*PROBLEM TO SOLVE*. Retype the stretch of the listing below from the line containing "indicate the ceiling fan light" through the line containing "column 291, row 98", both included, with no changes.

· · · · · · ·

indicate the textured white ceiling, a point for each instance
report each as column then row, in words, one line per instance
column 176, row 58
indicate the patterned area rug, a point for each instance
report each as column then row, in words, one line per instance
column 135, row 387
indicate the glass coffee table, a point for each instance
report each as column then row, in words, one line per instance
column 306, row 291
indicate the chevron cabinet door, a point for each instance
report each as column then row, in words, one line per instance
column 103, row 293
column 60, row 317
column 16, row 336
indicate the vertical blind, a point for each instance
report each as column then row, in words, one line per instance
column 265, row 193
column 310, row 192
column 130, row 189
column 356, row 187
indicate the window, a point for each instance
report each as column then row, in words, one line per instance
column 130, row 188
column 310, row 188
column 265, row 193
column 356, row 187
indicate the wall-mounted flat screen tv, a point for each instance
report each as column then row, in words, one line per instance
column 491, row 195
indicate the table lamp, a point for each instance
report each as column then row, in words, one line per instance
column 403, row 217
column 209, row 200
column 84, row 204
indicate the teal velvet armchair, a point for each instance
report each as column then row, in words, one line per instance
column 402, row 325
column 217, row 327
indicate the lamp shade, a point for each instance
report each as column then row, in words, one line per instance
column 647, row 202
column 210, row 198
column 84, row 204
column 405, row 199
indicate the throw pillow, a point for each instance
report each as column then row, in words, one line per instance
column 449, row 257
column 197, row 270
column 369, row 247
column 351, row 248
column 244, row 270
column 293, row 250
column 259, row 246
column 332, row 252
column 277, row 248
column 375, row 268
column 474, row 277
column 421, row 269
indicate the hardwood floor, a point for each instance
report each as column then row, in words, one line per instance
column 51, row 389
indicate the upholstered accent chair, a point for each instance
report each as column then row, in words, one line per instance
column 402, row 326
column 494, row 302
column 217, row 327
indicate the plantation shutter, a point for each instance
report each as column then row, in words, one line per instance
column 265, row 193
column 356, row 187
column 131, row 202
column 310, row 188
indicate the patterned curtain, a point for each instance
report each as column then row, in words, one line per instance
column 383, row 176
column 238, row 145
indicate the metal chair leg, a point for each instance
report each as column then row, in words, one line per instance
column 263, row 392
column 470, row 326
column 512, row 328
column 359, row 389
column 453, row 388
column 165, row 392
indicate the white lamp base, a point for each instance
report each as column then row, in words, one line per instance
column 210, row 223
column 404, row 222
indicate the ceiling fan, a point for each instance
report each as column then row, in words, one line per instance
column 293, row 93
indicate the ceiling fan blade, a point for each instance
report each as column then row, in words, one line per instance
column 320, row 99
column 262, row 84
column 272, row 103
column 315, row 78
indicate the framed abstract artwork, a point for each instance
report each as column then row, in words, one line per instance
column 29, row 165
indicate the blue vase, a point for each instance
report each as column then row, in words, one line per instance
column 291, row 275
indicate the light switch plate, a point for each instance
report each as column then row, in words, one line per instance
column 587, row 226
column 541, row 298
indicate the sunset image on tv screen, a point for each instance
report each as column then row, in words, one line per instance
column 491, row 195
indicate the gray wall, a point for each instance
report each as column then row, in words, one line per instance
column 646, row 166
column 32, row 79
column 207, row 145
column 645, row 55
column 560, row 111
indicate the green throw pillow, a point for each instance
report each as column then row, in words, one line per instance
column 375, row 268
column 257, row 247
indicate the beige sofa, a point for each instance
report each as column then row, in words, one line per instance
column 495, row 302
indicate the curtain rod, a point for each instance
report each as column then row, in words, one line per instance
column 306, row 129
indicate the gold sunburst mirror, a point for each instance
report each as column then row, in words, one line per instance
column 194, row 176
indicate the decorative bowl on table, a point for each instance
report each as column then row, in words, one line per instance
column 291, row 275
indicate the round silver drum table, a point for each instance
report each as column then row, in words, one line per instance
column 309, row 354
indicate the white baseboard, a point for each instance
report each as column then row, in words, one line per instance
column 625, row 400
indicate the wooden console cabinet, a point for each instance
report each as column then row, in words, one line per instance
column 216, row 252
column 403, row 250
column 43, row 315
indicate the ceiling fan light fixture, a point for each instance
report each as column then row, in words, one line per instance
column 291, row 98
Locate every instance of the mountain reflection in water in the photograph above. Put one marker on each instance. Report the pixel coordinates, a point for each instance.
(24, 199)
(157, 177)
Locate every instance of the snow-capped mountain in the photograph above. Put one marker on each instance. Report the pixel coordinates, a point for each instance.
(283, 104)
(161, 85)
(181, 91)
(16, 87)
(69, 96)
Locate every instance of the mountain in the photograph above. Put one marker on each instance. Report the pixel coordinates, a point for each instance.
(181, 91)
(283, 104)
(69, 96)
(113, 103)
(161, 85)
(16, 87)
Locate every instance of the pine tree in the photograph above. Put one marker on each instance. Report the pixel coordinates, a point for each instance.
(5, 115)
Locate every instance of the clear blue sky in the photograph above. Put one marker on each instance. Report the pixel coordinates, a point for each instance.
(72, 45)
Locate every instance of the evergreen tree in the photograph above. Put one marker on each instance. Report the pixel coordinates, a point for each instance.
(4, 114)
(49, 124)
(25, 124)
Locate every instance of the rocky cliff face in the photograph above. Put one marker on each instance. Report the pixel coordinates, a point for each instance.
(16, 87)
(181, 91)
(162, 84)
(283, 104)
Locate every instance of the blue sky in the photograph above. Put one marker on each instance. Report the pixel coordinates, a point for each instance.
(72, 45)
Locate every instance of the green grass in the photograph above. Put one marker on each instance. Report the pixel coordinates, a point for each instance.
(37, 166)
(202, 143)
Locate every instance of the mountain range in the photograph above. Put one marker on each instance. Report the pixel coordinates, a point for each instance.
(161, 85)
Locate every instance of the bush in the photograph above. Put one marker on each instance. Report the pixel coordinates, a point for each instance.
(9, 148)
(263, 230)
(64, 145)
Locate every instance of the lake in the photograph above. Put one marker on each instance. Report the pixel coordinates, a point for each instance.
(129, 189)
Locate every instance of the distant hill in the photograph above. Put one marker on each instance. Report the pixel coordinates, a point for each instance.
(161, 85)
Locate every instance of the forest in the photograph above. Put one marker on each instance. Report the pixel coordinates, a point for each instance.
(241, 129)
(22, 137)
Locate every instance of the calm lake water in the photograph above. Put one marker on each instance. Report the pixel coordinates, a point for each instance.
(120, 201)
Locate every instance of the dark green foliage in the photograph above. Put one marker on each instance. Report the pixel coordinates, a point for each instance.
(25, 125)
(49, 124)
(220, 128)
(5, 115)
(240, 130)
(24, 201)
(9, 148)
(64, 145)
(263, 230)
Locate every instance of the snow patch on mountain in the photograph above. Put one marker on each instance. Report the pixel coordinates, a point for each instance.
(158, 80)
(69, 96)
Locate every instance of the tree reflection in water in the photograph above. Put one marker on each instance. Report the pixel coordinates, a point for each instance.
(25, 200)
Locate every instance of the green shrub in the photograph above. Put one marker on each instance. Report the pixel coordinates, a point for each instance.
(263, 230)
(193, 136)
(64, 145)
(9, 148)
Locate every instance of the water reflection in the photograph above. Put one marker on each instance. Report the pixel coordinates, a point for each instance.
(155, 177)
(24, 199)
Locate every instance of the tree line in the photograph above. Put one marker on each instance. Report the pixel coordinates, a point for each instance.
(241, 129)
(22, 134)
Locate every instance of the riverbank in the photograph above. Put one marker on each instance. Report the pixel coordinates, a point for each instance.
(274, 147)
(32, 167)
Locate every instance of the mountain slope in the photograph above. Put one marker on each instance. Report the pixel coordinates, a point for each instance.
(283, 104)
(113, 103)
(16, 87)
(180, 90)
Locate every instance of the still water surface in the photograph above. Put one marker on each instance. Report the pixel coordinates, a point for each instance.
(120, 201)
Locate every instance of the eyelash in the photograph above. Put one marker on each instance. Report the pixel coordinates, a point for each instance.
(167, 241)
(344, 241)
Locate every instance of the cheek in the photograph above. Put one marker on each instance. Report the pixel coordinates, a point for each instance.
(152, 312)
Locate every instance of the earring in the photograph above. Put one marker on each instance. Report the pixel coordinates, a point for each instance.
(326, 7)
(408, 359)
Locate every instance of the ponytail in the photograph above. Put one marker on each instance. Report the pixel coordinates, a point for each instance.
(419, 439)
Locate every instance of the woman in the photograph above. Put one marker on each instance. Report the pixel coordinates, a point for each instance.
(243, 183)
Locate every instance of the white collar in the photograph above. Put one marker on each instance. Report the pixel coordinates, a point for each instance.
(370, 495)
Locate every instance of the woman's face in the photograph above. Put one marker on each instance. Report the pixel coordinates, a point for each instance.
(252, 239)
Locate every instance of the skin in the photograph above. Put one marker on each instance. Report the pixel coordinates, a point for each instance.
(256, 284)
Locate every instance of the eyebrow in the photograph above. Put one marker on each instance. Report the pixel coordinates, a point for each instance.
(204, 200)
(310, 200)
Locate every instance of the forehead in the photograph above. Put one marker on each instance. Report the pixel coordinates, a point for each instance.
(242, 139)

· · · · · · ·

*RESULT BELOW*.
indicate the ceiling fan light fixture, a point for each instance
report each as column then row, in words, one line per instance
column 291, row 98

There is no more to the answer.